-- To do --
Continue the article on feedback for inadequate employee performance from the point where it stops, keeping its formal tone. The data that follow it are not part of the article.

-- Exercise text --
* * * * *

By Robert Milligan
This month we resume our look at feedback related to inadequate performance, starting with questions.
1) How do we find the root cause of inadequate performance?
When we experience inadequate performance or unacceptable behavior, a small (or sometimes loud) voice asks, “What punishment does he or she deserve?” This is the wrong question, because we have not yet determined the reason. The appropriate question is “What is the cause?”
Too often, we treat symptoms, not the real problem. A great, but simple, tool to get beyond the symptoms is the “5 Whys.”
For a problem – for example, low milk production, high SCC, inadequate employee performance – keep asking “Why?” until the answer:
• is definitely not a symptom
• identifies something – usually involving people – that can be changed to likely solve the problem.
The process is called “5 Whys” because the root cause will almost always be identified with five or less repetitions of asking “Why?” (For an example worksheet, e-mail: email@example.com.)
2) What is the suggested process for providing redirection feedback?
Our human tendency to blame others when performance or behavior does not meet our expectations is dangerous and potentially damaging in situations where redirection is the appropriate type of feedback. Redirection feedback is appropriate when the unacceptable performance is determined to be caused by the situation – not by the employee’s lack of motivation or focus. Any action that states, hints or even implies blame will be seen as unfair.

* * * * *

-- Supplied information --

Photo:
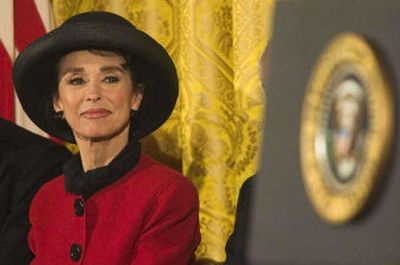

* * * * *

-- Expected output --
Redirection feedback is difficult to deliver, because the employee is already on emotional alert, both because of the failure to meet the expectation, and an anticipation that they will be unfairly blamed.
Four-step process to redirection
Use the following four-step process to deliver redirection feedback:
Step 1: Prepare for the discussion by identifying (from your perspective) the causes for failure to meet expectations, and what must change to meet expectations. The “5 Whys” approach can be used here.
Step 2: Gain the employee’s perspective on the behavior or performance that has not met expectations. Listen and ask questions as appropriate. Together you could complete or expand on what you have done with “5 Whys”.
Step 3: Based on the discussion, modify your ideas for what must change, and discuss those changes with the employee. You must be certain the employee understands:
• the failed expectations was not their fault
• change is required
• you will work with them – training, coaching, supporting – so they can succeed.
Step 4: Work with the employee to establish a realistic plan, goals and timeline to meet and exceed the expectations
Let’s apply this redirection feedback to the following example: The expectation for the dairy feeder is to complete morning feeding of the milking cow groups by 10 a.m. Fulfilling this expectation has been problematic, getting worse with additional computerized technology that should assist with both accuracy and speed.
Following the four steps above:
Step 1: The supervisor observes the feeder appears to lack the confidence required to do the job quickly and correctly. Additional requirements to use the new computerized technology seem to confuse him, despite what you thought was sufficient training.
Step 2: Although the feeder seems very worried as you sit down, his engagement in the conversation increases as he sees you are interested in helping him succeed. Together you complete a “5 Whys” worksheet and confirm he is not yet comfortable with the new technology, and also that changes in herd health have created a backup for the feeder.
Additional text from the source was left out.